• [Assignment]
Could you give back every record below exactly, leaving out the pictures?

• [Records for the task]
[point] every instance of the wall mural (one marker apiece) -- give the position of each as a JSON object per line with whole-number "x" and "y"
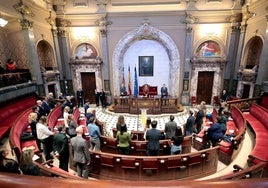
{"x": 208, "y": 49}
{"x": 85, "y": 51}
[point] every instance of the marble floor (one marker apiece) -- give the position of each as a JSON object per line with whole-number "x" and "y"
{"x": 134, "y": 123}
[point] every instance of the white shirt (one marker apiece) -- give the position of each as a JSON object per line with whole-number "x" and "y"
{"x": 42, "y": 131}
{"x": 65, "y": 117}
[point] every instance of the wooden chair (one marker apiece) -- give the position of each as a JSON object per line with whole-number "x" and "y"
{"x": 193, "y": 100}
{"x": 150, "y": 165}
{"x": 129, "y": 166}
{"x": 216, "y": 101}
{"x": 107, "y": 160}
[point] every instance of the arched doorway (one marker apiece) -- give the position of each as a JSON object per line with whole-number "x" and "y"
{"x": 146, "y": 31}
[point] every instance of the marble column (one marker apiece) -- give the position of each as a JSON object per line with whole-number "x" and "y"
{"x": 103, "y": 23}
{"x": 33, "y": 61}
{"x": 65, "y": 57}
{"x": 232, "y": 55}
{"x": 262, "y": 72}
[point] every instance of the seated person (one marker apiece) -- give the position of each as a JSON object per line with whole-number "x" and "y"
{"x": 215, "y": 132}
{"x": 123, "y": 91}
{"x": 146, "y": 90}
{"x": 10, "y": 66}
{"x": 7, "y": 164}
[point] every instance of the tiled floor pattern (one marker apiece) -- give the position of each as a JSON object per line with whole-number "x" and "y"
{"x": 134, "y": 122}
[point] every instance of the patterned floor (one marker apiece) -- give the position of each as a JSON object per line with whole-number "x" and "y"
{"x": 134, "y": 122}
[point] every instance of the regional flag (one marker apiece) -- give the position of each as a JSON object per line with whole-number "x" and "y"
{"x": 136, "y": 89}
{"x": 129, "y": 82}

• [Expected answer]
[point] every instance of the wall mural (one marker apiece) -- give the position of each as a JSON object per line with whole-number "x" and "y"
{"x": 208, "y": 49}
{"x": 85, "y": 51}
[point] every instance of the marble floor (one marker apiece) -- give the position of each as a JSON object per line with whole-number "x" and "y"
{"x": 134, "y": 123}
[point] every instance of the white shirt (one marker apiece) -- give the position of each as a JSON object per line with whole-number "x" and "y"
{"x": 42, "y": 131}
{"x": 65, "y": 117}
[point] every instance of the wooden chair (one marker apiece) -- give the position of each as a JSON object per line with whole-number "x" and "y"
{"x": 193, "y": 100}
{"x": 150, "y": 165}
{"x": 129, "y": 166}
{"x": 216, "y": 101}
{"x": 107, "y": 160}
[point] every instance of the arched doorway (one marker apiece) -- give the position of each as a JSON object per line with whole-number "x" and "y"
{"x": 146, "y": 31}
[point] every instance of the marble column (one marker apiece) -- give the position of each as a JSON object per line with whole-number "x" and "y"
{"x": 103, "y": 23}
{"x": 33, "y": 61}
{"x": 65, "y": 57}
{"x": 232, "y": 55}
{"x": 262, "y": 72}
[point] every instance of the seated person (one marker apiece) -- give the position of each as a JSON object per line with whole-number "x" and "y"
{"x": 215, "y": 132}
{"x": 123, "y": 91}
{"x": 146, "y": 90}
{"x": 10, "y": 66}
{"x": 7, "y": 164}
[point] every instance of the tiled floor pattern (one marker apiece) -- give the position of each as a JSON object per line with whole-number "x" and "y"
{"x": 134, "y": 122}
[point] every instance of the patterned floor (one marker apiece) -- give the position of each as a JSON object per line with whole-number "x" and "y"
{"x": 134, "y": 122}
[point] every instance of the regional flag (one marker apiece) -- give the position of each as a JSON object per line with whole-number "x" and "y"
{"x": 136, "y": 89}
{"x": 129, "y": 82}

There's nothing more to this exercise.